▶ _EXERCISE BRIEF_
Return each line in the records below that contains the string "soldier". Case counts.

▶ _MATERIAL_
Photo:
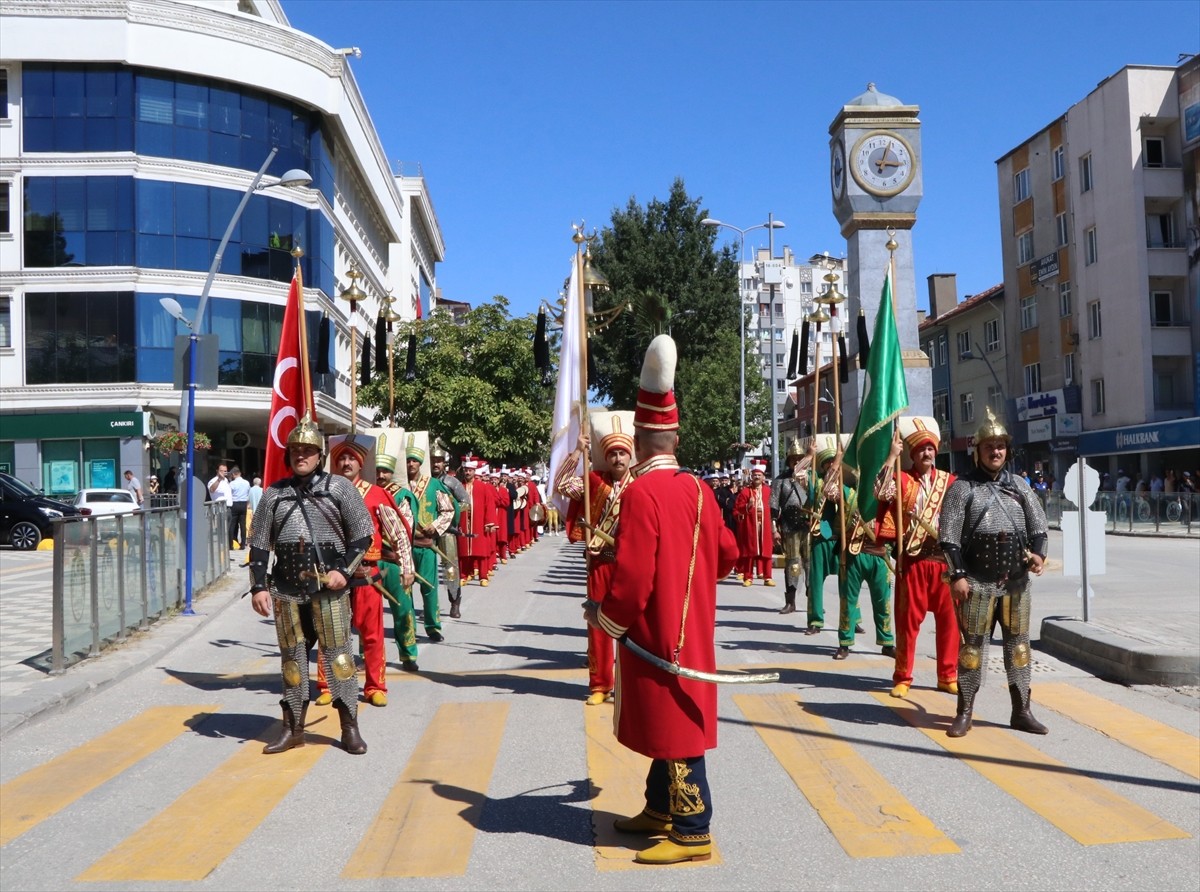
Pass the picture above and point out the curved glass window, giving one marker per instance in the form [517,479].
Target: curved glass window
[69,107]
[120,221]
[89,337]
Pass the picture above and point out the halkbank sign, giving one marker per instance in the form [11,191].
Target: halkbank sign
[1182,433]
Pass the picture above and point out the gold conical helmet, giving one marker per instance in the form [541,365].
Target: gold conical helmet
[993,429]
[306,433]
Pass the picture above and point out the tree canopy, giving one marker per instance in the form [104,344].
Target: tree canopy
[475,384]
[661,262]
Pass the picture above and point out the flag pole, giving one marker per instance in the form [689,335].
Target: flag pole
[306,372]
[580,239]
[895,471]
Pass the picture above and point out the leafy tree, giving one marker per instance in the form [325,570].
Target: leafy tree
[475,384]
[661,262]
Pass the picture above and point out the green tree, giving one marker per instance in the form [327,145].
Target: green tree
[475,384]
[661,262]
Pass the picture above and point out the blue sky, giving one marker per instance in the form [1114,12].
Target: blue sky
[527,117]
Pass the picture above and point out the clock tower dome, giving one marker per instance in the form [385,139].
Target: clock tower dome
[876,181]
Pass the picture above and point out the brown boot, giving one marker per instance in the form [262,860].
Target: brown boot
[291,731]
[961,723]
[1023,718]
[789,600]
[352,741]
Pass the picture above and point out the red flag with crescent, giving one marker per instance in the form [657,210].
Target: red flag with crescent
[288,391]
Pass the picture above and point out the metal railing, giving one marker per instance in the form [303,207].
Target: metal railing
[123,572]
[1140,513]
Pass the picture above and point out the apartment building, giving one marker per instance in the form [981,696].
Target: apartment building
[1098,215]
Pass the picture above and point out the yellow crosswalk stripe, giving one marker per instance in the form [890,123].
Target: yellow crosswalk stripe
[618,790]
[867,815]
[34,796]
[427,824]
[1168,744]
[198,831]
[1080,807]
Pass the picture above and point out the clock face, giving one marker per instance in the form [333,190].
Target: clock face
[882,163]
[838,169]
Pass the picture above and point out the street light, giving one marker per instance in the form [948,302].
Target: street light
[291,179]
[771,226]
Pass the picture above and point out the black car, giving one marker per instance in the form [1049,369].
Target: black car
[25,514]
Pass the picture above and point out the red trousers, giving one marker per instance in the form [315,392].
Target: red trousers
[601,646]
[366,616]
[921,590]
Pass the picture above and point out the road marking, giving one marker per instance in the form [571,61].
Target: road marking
[1168,744]
[1084,809]
[427,824]
[43,791]
[198,831]
[867,815]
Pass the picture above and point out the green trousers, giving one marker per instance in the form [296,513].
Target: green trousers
[402,622]
[822,563]
[873,570]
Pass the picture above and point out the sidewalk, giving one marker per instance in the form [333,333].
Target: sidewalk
[28,693]
[1144,627]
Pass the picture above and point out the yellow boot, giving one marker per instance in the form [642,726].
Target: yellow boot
[671,852]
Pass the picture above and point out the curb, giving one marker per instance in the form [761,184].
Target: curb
[118,662]
[1116,657]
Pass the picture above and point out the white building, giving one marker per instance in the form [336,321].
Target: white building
[129,133]
[1101,313]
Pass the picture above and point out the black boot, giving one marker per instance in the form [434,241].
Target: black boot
[1023,718]
[352,741]
[961,723]
[789,600]
[291,731]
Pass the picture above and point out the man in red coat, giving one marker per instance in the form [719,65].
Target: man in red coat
[756,538]
[605,489]
[474,524]
[921,566]
[672,548]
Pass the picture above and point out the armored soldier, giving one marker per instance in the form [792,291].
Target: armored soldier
[448,542]
[789,496]
[319,530]
[994,536]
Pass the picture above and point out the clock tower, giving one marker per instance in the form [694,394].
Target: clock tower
[876,183]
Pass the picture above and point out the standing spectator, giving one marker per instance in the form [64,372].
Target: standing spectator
[220,491]
[239,491]
[133,485]
[672,546]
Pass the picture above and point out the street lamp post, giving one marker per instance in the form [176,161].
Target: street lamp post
[292,178]
[771,225]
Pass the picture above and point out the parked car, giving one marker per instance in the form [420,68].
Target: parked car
[25,514]
[106,501]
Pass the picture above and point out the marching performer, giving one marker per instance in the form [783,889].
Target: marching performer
[994,536]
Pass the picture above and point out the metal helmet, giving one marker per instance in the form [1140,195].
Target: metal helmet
[991,429]
[306,433]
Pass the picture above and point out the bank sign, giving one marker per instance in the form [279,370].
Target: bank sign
[1183,433]
[1051,402]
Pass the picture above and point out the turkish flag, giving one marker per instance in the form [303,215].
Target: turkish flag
[292,390]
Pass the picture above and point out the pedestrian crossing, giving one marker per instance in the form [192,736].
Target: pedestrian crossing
[427,822]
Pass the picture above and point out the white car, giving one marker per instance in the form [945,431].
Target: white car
[106,501]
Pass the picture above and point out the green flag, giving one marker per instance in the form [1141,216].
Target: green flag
[887,397]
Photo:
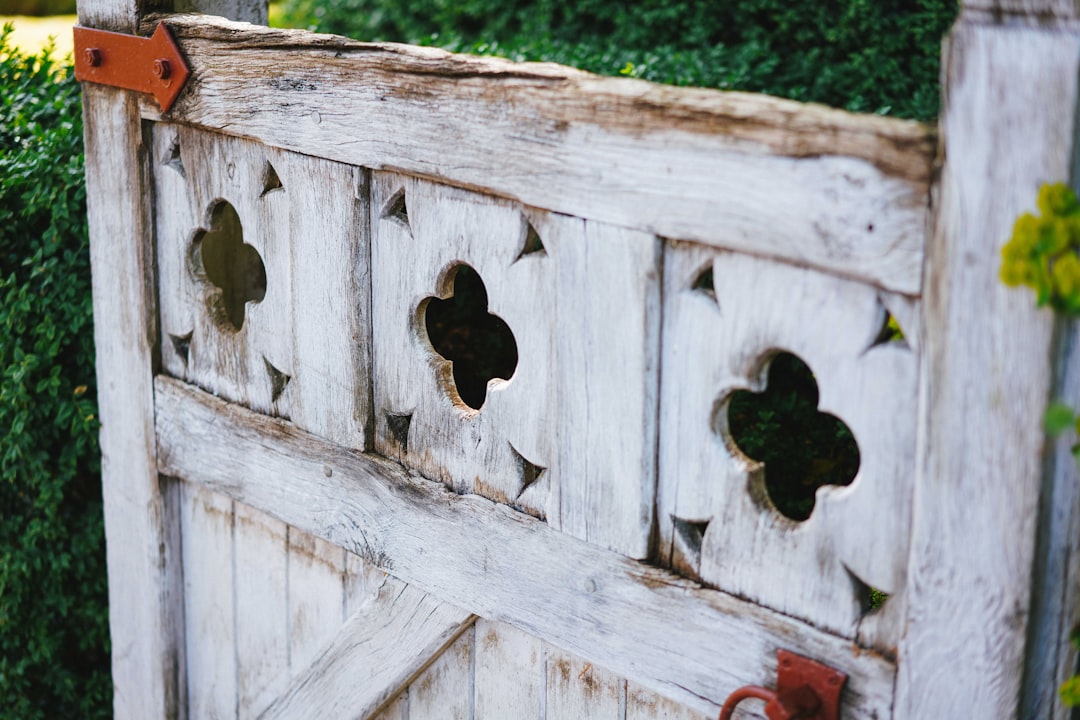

▶ _FINAL ANSWER_
Pass the picture above and point out the armored soldier, giving one marker per instance in the form [792,291].
Target: armored soldier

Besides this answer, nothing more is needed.